## PASSAGE GIVEN:
####
So you's recommend against the Bala sharks then? Or if not, how many would be a good idea?

If the sharks are a no no then i think i'd probably go with maybe 10-12 dollars.


----------



## TheFishGuy (Apr 21, 2005)

Go with the dollars... you'll have em for 15 years! I've got one here that's over 13


----------



## mok3t (Nov 28, 2008)

Awesome! Think 10 is a good number for a tank that size with a jag?


----------



## TheFishGuy (Apr 21, 2005)

Six maybe..


----------



## mok3t (Nov 28, 2008)

Hmmm only 6? I guess they do get kidna big too. So stocking would be:

1 Pair of Cons,
1 Jaguar Cichlid,
1 Syncifiller(sp?)
6 Silver dollars

Is there anything else that might mix well in the 112gal?


----------



## TheFishGuy (Apr 21, 2005)

I think you're good, and this is a stock list you can add all at once!


----------



## mok3t (Nov 28, 2008)

Due to availability of course hehe.

We're getting the convicts soon. and keeping them in a smaller tank. The Cat we already have but iw ant to put that in after the cons. maybe a week or 2 after to let the cons set up territory and settle. Then the cat goes in along with the Dollars. The jag will be going in on his own, last, and at a young age so he doesn't immediately spaz out and slaughter everything


----------
####
## CHALLENGE A:
Answer these about the forum thread on stocking a fish tank:
(i) How many silver dollars does TheFishGuy suggest for a tank with a jag?
(ii) How many gallons is the tank in the stocking list?
(iii) Which fish is to go into the tank last?

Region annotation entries
####
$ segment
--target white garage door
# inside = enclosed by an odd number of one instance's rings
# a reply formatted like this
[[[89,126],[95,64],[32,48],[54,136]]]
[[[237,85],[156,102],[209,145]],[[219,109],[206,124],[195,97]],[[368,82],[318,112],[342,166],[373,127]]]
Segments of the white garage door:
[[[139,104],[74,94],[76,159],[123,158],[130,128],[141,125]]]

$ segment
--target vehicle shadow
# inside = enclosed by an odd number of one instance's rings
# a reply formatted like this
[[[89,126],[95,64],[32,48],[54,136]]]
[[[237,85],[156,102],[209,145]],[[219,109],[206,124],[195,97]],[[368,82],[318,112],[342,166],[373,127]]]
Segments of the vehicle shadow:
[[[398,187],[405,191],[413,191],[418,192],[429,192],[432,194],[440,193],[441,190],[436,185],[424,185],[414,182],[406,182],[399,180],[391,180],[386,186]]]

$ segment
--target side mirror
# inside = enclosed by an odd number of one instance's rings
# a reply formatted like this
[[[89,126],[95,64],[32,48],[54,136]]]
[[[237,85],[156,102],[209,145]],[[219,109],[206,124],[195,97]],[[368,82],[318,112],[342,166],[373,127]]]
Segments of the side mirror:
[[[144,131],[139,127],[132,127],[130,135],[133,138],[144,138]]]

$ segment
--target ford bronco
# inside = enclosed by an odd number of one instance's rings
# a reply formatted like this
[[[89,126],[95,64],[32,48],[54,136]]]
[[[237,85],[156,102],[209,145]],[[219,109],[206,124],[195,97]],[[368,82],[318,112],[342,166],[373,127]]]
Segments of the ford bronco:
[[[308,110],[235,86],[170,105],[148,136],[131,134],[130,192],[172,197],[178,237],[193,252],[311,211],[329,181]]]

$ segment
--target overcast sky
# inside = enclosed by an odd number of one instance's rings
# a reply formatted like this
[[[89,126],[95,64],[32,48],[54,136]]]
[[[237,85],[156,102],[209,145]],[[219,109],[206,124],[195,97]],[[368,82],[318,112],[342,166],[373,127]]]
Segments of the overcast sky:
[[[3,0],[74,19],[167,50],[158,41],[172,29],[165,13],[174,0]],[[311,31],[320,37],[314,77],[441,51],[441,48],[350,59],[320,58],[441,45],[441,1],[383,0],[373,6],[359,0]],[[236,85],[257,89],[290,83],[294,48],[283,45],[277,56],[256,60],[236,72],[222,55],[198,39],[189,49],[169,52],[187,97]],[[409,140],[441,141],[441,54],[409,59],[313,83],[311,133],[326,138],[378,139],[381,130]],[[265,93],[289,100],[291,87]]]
####
## CHALLENGE B:
Report every line of the rows that holds the word "overcast", copied in full. Case counts.

## FINISHED ANSWER A:
(i) Six.
(ii) 112 gallons.
(iii) The jag (Jaguar Cichlid).

## FINISHED ANSWER B:
--target overcast sky
Segments of the overcast sky:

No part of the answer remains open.